Where the line containing "Objective — one point per instance of the street" appears in the records below, begin there and write out each line exactly until the last one, and nothing more.

------------------------------------

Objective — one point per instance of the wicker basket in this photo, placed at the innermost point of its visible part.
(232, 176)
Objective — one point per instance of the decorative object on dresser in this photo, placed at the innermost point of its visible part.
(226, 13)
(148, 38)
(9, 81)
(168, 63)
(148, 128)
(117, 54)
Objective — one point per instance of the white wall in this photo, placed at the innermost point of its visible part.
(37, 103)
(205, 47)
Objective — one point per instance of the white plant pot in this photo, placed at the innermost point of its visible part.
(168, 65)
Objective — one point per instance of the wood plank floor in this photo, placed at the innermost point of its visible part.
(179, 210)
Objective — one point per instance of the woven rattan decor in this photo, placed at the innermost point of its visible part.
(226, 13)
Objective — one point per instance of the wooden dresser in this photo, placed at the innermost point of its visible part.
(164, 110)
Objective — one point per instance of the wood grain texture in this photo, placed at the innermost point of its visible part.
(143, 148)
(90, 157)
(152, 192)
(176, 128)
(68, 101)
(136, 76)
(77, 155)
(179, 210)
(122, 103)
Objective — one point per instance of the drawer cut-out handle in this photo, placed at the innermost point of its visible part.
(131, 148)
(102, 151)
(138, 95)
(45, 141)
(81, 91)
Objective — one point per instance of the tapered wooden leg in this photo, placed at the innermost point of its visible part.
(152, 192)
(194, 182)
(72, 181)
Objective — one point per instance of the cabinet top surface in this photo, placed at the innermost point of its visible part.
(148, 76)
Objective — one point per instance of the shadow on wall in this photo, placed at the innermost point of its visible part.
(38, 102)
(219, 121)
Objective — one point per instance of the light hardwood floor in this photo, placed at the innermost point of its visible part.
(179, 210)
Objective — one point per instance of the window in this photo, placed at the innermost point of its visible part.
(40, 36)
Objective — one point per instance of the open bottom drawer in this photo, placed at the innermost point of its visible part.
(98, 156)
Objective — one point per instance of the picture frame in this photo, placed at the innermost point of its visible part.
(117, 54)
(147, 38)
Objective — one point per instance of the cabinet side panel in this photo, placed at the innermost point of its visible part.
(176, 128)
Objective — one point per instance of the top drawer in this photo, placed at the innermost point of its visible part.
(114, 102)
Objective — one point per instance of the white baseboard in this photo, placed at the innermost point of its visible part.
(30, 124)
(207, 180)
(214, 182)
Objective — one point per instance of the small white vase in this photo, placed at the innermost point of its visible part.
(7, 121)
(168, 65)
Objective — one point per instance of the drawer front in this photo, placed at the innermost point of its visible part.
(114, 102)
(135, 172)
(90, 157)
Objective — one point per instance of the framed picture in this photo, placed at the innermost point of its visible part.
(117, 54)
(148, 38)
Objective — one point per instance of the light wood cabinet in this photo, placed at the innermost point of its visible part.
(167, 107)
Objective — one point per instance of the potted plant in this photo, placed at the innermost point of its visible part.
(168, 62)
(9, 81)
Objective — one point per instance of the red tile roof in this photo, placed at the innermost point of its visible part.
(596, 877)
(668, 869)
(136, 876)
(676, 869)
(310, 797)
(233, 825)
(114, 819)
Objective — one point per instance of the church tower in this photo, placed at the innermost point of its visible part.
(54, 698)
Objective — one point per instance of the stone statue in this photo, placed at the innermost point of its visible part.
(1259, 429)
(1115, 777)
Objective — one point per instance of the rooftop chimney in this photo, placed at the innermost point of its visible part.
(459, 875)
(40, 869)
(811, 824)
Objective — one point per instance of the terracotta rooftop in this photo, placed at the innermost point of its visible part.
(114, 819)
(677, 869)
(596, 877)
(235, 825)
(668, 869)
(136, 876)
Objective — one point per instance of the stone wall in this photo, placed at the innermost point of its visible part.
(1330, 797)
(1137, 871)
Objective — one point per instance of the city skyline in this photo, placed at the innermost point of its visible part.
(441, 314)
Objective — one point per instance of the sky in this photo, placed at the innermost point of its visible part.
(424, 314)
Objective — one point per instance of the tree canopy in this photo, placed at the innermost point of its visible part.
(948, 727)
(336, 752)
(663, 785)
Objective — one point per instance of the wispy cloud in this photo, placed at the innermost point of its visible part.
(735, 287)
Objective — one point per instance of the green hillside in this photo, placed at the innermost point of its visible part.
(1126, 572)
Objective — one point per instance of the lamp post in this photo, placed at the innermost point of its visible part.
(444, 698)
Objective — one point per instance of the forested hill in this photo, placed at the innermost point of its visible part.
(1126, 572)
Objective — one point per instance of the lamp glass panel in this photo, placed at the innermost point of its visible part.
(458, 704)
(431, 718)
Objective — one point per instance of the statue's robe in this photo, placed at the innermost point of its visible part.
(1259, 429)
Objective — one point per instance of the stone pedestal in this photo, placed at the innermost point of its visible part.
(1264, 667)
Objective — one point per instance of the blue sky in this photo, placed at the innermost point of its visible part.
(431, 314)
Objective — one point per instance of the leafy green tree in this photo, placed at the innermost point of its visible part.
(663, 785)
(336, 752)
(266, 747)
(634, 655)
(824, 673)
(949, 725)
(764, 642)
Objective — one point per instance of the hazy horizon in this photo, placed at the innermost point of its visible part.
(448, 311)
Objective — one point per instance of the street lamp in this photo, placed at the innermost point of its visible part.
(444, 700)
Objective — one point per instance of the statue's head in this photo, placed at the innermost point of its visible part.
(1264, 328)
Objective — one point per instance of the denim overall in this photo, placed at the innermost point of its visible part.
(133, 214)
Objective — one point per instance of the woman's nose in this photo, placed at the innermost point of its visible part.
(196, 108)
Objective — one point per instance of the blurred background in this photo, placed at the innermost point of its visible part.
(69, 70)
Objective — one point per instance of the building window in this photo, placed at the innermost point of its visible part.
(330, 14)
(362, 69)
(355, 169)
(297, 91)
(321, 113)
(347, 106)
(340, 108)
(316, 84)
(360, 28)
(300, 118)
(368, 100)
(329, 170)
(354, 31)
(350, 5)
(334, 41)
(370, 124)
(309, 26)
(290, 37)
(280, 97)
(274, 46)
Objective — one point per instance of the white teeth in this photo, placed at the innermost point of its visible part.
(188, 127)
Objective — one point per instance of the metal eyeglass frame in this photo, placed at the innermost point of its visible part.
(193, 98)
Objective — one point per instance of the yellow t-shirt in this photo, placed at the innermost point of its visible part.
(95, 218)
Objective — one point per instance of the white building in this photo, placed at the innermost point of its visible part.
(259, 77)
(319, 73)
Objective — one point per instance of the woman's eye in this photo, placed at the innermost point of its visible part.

------------------------------------

> Result for this exercise:
Objective — one point per instance of the street lamp in this photo, placed at the innermost point of its visible part.
(444, 700)
Objective — one point per instance of the statue's head in this photo, placed at the innermost point of its visible part.
(1264, 328)
Objective — one point per instance of the denim overall in this photo, placed at the innermost point of its visible part.
(133, 214)
Objective — one point per instance of the woman's nose in this photo, placed at the innermost point of its visible part.
(196, 108)
Objective — one point per instance of the blurred background in this photo, placed at the innermost point of its visible part.
(69, 70)
Objective — one point per instance of the building window in this photo, placed at the innermost point of its visible part.
(330, 14)
(362, 69)
(355, 169)
(297, 91)
(321, 113)
(347, 106)
(340, 108)
(316, 84)
(360, 28)
(300, 118)
(368, 100)
(329, 170)
(354, 31)
(350, 5)
(334, 41)
(370, 124)
(309, 26)
(290, 37)
(280, 97)
(274, 46)
Objective — one point per instance of the white teeth in this photo, placed at the innermost point of its visible part.
(188, 127)
Objective — one point per instance of the metal eyeglass frame in this photo, placed at the innermost point of its visible part.
(193, 98)
Objective — one point per instance of the yellow t-shirt in this photo, placed at the innermost point of its visible part.
(95, 218)
Objective — one point per instance of the white building in this photo, placed at the innermost point of its visible part.
(259, 77)
(319, 73)
Objective — one point per instance of the woman's eye in this photo, placed at the innermost point of its visible part.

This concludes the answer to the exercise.